#### [Dataset records]
%%

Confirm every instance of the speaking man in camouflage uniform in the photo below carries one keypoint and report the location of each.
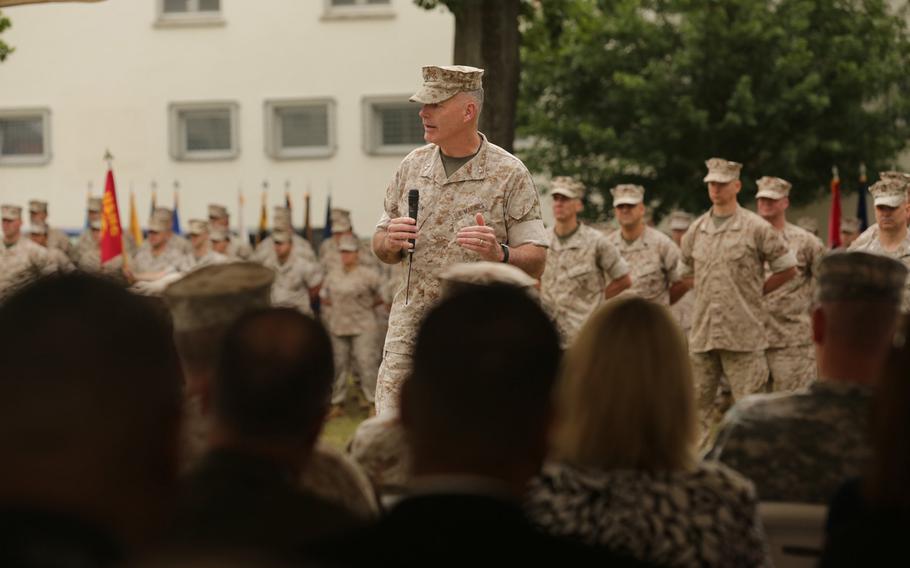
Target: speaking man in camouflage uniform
(652, 257)
(202, 254)
(723, 259)
(799, 447)
(352, 291)
(220, 219)
(20, 258)
(790, 353)
(892, 212)
(296, 280)
(477, 202)
(583, 269)
(57, 239)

%%

#### [Exercise instructions]
Everything above should be given again exactly, apart from the pictures.

#### [Answer area]
Confirm every instance of the speaking man in camouflage uniform in the photo below carries one keypoint and report the location of each.
Target: speaking man in camouflage uniform
(652, 257)
(202, 254)
(723, 259)
(799, 447)
(352, 291)
(220, 219)
(20, 258)
(790, 353)
(892, 212)
(296, 280)
(477, 202)
(583, 269)
(57, 239)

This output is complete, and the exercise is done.